◆ PROMPT 1
Using the passage on Google and antitrust, decide whether each statement agrees with it: (a) the EU has found four abuses of dominance by Google; (b) the U.S. Federal Trade Commission found more abuses of dominance than the EU; (c) the EU's Statement of Objections concerns Google-Motorola's misuse of mobile-phone standards-essential patents. Answer yes or no for each, quoting the deciding words.

──────── PASSAGE SHOWN

The EU’s apparent preference for settling, rather than prosecuting Google for antitrust violations, turns a blind eye to Google’s proliferating abuse of its dominance.

Last week Canada’s Competition Bureau announced its investigation has found three new ways that Google maybe abusing its dominance. Those three are above and beyond the four abuses of dominance that the EU already has found. In turn, those four were more abuses of dominance than the U.S. Federal Trade Commission found in its earlier investigation.

Canadian authorities allege Google is abusing its dominance by raising advertiser prices via forcing participation in Enhanced Campaigns, by foreclosing competition via exclusive Android deals, and by abusing YouTube’s dominance to foreclose other mobile platforms.

In addition to the EU’s four alleged search-related abuses of dominance, the EU has issued a Statement of Objections that Google-Motorola has misused mobile-phone standards-essential patents.

Moreover, the EU is investigating Google-Android’s anti-competitive behavior, and European publishers are charging that Google’s search behavior is anti-competitive towards European media.

────────────────
──────── TASK INPUT

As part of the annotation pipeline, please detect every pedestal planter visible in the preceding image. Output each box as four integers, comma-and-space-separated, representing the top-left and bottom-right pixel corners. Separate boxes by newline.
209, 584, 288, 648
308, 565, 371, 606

────────────────
──────── TASK INPUT

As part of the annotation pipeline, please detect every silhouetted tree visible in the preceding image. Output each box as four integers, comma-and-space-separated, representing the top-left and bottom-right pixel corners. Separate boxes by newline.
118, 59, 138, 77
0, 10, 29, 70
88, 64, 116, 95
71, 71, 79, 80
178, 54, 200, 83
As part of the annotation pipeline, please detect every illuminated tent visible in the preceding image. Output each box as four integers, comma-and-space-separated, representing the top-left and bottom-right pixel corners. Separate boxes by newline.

────────────────

◆ PROMPT 2
Reproduce word for word the rows starting at the row containing "As part of the annotation pipeline, please detect every pedestal" and ending at the row containing "308, 565, 371, 606".

◆ CORRECT OUTPUT 1
(a) Yes: "the four abuses of dominance that the EU already has found"
(b) No: "those four were more abuses of dominance than the U.S. Federal Trade Commission found in its earlier investigation"
(c) Yes: "the EU has issued a Statement of Objections that Google-Motorola has misused mobile-phone standards-essential patents"

◆ CORRECT OUTPUT 2
As part of the annotation pipeline, please detect every pedestal planter visible in the preceding image. Output each box as four integers, comma-and-space-separated, representing the top-left and bottom-right pixel corners. Separate boxes by newline.
209, 584, 288, 648
308, 565, 371, 606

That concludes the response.